━━ 記事の抜粋

Rで単体テスト

2012-01-09

(

)

みなさん、ちゃんと単体テスト（ユニットテスト）してますか？
あまり再利用性のない分析コードだと縁のない話だと思うんですが、パッケージを開発するとか、よく使い回す関数を作成する場合はテストを書くべきです。
R で単体テストをする場合は RUnit を利用するのが普通かと思います。
そんなわけで、RUnit の実用的な使い方について説明します！

とりあえず使ってみる

RUnit には値のチェック用の関数として次のような関数が用意されています。

関数名	概要
checkEquals	2つのオブジェクトが同じ構造で（ほぼ）同じ値かのチェック
checkEqualsNumeric	2つのオブジェクトをベクトル化した際に（ほぼ）同じ数値ベクトルになるかのチェック
checkIdentical	2つのオブジェクトが全く同じ構造化のチェック
checkTrue	値が TRUE かのチェック
checkException	例外（エラー）を発生させるかのチェック

いろいろありますが、checkEquals と checkException の2つだけ知っておけば問題ないと思います。

今回は、テキストを渡すとその中に含まれている Twitter ID（スクリーンネーム）の個数を返す関数（countScreenNames）を作成することにします。
Twitter Web で Twitter ID とみなされるパターンを調べてみたところ、例えば次のようなテストが書けそうです。

test.count_screen_names.R

test.countScreenNames <- function() {
    test.cases <- list(list(# @ の手前がアルファベット、数値、アンダースコアだと ID とみなされない
                            text     = "a_bicky@example.com",  
                            expected = table(character(0))),
                       list(text     = "ほげ@a_bicky",
                            expected = table("a_bicky")),
                       list(# Twitter ID の後に @ が続くと ID とみなされない
                            text     = "@a_bicky@a_bicky",
                            expected = table(character(0))),
                       list(text     = "@a_bicky @a_bicky",
                            expected = table(c("a_bicky", "a_bicky"))),
                       list(# @ の後ろがアルファベット、数値、アンダースコア以外だと ID とみなされない
                            text     = "@ほげ",
                            expected = table(character(0))))

━━━━

## 課題 A
Rの単体テストに関する記事を2文で要約してください。
以下のレコードは上の記事とは無関係です。

━━ 与えられたレコード

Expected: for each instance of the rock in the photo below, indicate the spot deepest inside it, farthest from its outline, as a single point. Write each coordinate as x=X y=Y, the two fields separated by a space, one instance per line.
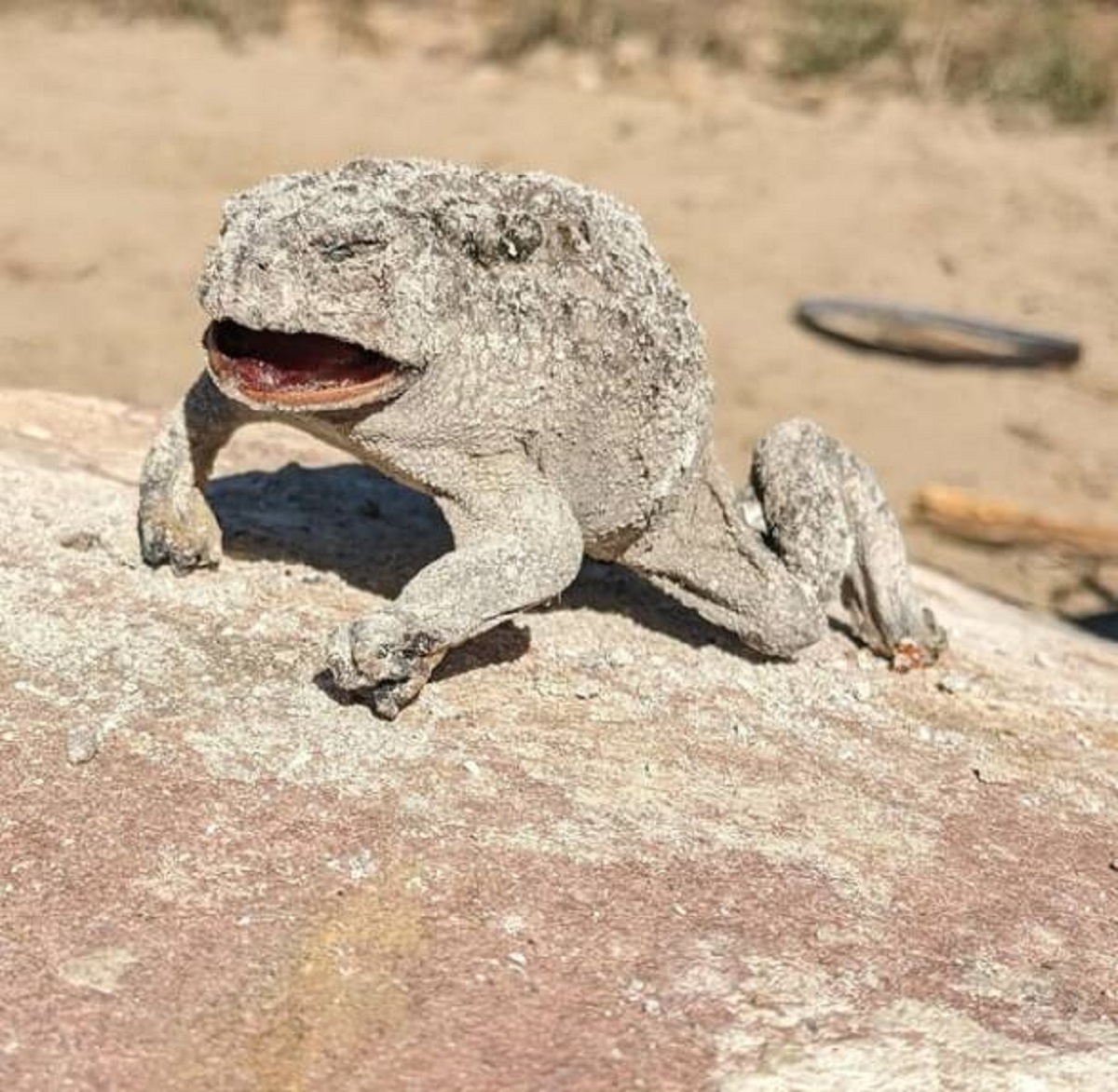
x=822 y=874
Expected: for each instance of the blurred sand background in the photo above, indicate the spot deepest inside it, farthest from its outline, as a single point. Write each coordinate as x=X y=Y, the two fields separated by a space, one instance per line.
x=120 y=138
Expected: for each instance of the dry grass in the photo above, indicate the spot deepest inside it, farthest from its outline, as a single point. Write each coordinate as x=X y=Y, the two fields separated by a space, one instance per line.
x=1057 y=56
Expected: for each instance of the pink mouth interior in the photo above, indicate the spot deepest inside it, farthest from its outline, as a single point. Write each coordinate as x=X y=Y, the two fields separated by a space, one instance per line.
x=271 y=364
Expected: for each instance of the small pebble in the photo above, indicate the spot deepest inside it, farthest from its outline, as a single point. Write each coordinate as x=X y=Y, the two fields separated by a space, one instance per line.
x=83 y=743
x=620 y=657
x=956 y=683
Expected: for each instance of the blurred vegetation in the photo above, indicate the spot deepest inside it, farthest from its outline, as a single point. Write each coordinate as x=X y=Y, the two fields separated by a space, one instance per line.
x=1060 y=56
x=827 y=37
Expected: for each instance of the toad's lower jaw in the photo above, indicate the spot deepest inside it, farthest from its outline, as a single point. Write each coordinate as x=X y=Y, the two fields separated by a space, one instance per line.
x=296 y=371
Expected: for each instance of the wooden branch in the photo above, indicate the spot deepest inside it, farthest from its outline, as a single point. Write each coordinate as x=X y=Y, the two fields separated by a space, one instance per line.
x=995 y=522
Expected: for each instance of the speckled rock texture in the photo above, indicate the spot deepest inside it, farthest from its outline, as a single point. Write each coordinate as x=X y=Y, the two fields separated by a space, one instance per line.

━━━━

## 課題 B
レコードのうち「Expected: for each instance of the blurred vegetation」を含む行から最後の行までを、「outline」を「boundary」に置き換えて書き直してください。ほかの部分は変えないでください。

## 正解 A
パッケージを開発する場合やよく使い回す関数を作成する場合はテストを書くべきであり、Rで単体テストをするにはRUnitを利用するのが普通だとされています。RUnitにはcheckEqualsやcheckExceptionなど値をチェックする関数が用意されており、例としてテキスト中のTwitter IDの個数を返す関数countScreenNamesのテストが示されています。

## 正解 B
Expected: for each instance of the blurred vegetation in the photo above, indicate the spot deepest inside it, farthest from its boundary, as a single point. Write each coordinate as x=X y=Y, the two fields separated by a space, one instance per line.
x=1060 y=56
x=827 y=37
Expected: for each instance of the toad's lower jaw in the photo above, indicate the spot deepest inside it, farthest from its boundary, as a single point. Write each coordinate as x=X y=Y, the two fields separated by a space, one instance per line.
x=296 y=371
Expected: for each instance of the wooden branch in the photo above, indicate the spot deepest inside it, farthest from its boundary, as a single point. Write each coordinate as x=X y=Y, the two fields separated by a space, one instance per line.
x=995 y=522
Expected: for each instance of the speckled rock texture in the photo above, indicate the spot deepest inside it, farthest from its boundary, as a single point. Write each coordinate as x=X y=Y, the two fields separated by a space, one instance per line.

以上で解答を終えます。